Problem details: Reproduce, exactly and in full, only the lines below from the one containing "like [(219, 146)]" through the one containing "# put a marker on the raised".

Extracted material:
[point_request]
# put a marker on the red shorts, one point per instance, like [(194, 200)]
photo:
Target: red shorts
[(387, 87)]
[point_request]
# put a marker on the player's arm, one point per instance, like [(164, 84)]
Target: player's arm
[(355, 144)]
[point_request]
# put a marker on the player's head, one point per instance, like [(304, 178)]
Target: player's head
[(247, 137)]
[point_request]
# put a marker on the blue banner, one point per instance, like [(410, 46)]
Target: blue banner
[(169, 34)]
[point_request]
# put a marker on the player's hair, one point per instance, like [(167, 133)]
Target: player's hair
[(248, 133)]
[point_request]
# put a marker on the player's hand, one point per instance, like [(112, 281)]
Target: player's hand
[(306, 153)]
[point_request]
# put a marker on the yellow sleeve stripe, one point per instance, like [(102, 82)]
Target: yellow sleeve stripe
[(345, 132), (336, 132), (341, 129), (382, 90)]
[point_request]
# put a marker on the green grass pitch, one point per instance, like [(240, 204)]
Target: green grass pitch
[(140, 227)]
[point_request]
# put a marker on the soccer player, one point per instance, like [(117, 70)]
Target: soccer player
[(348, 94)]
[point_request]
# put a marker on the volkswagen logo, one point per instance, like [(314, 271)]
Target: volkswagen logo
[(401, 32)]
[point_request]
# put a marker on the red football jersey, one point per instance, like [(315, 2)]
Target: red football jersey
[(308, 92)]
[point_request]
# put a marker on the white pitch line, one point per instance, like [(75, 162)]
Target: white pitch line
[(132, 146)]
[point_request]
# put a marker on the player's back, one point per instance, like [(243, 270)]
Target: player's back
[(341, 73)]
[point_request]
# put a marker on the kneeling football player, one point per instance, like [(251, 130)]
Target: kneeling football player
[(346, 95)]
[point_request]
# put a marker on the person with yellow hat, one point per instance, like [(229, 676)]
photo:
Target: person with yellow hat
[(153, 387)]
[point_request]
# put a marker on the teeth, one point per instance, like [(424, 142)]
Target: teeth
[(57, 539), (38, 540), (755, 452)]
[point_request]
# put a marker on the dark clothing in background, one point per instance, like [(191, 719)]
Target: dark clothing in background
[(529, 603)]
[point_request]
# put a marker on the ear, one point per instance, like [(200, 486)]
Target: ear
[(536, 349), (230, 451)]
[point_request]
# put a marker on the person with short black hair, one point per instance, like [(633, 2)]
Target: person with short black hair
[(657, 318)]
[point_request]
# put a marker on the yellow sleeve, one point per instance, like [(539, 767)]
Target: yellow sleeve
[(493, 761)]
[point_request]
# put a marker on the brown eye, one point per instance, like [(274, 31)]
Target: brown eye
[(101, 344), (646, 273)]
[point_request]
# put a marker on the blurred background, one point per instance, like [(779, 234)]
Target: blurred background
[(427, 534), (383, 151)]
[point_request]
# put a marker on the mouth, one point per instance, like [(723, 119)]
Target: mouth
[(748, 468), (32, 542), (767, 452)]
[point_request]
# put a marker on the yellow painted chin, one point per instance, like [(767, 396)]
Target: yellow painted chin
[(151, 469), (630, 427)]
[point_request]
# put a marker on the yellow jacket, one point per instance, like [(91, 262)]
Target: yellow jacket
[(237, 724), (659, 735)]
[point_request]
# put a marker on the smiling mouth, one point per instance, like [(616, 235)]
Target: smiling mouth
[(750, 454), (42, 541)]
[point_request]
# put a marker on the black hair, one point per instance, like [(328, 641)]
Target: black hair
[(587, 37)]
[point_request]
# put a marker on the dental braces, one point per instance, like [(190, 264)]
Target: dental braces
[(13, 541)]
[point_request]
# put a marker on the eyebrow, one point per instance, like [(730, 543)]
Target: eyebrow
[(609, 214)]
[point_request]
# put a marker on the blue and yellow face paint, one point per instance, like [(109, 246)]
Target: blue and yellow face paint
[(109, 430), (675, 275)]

* * *

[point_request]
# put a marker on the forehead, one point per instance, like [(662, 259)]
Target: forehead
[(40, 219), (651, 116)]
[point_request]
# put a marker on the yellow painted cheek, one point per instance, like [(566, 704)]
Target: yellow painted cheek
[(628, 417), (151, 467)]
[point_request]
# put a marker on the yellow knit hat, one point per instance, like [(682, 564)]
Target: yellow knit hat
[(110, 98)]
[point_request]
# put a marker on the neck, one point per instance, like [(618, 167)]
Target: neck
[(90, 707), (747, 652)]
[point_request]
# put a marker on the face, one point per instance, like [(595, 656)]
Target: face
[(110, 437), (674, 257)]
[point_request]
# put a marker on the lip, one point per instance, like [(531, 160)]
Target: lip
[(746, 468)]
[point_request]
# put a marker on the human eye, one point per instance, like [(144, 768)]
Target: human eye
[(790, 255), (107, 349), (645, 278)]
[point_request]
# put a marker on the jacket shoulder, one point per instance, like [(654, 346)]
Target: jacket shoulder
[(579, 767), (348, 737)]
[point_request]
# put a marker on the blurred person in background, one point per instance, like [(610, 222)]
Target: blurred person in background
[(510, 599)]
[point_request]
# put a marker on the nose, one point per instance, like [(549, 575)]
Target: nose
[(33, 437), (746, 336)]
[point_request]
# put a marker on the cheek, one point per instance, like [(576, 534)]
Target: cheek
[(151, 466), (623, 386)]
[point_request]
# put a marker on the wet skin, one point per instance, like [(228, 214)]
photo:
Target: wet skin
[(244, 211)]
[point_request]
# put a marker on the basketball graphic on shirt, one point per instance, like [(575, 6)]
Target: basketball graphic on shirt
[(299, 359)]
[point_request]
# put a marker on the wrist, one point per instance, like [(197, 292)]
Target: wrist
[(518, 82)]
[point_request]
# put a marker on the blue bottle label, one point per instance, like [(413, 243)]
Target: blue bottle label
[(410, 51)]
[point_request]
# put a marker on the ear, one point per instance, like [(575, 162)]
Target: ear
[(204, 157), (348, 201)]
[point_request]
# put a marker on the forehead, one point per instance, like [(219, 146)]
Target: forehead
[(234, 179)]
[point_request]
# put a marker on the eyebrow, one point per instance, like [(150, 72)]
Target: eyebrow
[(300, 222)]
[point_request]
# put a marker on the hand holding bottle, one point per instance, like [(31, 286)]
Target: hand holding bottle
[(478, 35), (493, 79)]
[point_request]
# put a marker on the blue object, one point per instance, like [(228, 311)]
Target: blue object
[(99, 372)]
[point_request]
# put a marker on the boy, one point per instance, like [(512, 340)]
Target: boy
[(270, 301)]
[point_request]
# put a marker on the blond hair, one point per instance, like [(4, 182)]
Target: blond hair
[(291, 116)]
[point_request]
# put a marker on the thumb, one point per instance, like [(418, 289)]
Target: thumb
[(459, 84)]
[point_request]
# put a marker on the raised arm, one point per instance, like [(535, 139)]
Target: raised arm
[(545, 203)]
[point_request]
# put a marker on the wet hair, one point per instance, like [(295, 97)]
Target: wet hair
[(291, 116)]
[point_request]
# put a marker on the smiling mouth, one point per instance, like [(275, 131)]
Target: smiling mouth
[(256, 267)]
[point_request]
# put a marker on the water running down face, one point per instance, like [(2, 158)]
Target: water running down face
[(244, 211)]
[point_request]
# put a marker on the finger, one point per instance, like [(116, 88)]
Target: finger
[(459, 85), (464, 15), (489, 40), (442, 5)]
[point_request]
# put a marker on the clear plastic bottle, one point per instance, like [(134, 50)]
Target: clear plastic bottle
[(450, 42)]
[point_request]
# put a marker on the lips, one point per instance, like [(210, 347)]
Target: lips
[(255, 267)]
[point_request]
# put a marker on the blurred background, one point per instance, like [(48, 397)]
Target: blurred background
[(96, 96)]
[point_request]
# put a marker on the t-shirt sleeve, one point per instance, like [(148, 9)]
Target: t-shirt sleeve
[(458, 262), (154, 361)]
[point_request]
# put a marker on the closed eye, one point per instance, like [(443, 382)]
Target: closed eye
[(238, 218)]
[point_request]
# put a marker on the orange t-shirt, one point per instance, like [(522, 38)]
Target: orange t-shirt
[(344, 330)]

Your response:
# put a marker on the forehead, one point per instance, like [(219, 146)]
Target: forehead
[(234, 179)]
[point_request]
# put a marker on the eyebrow, one point per instance, like [(150, 72)]
Target: eyebrow
[(300, 222)]
[point_request]
# put a marker on the hand holding bottle, one point per instance, like [(31, 286)]
Target: hand holding bottle
[(478, 35), (493, 79)]
[point_request]
# put a marker on the blue object, one point per instance, like [(228, 311)]
Target: blue object
[(99, 372)]
[point_request]
# put a marker on the boy, one point per instance, like [(512, 340)]
Target: boy
[(270, 301)]
[point_request]
# put a marker on the blond hair, one point per instance, like [(4, 182)]
Target: blond hair
[(291, 116)]
[point_request]
# put a marker on the thumb, one point per instance, like [(418, 289)]
Target: thumb
[(459, 84)]
[point_request]
# put a marker on the raised arm, one point per instance, like [(535, 139)]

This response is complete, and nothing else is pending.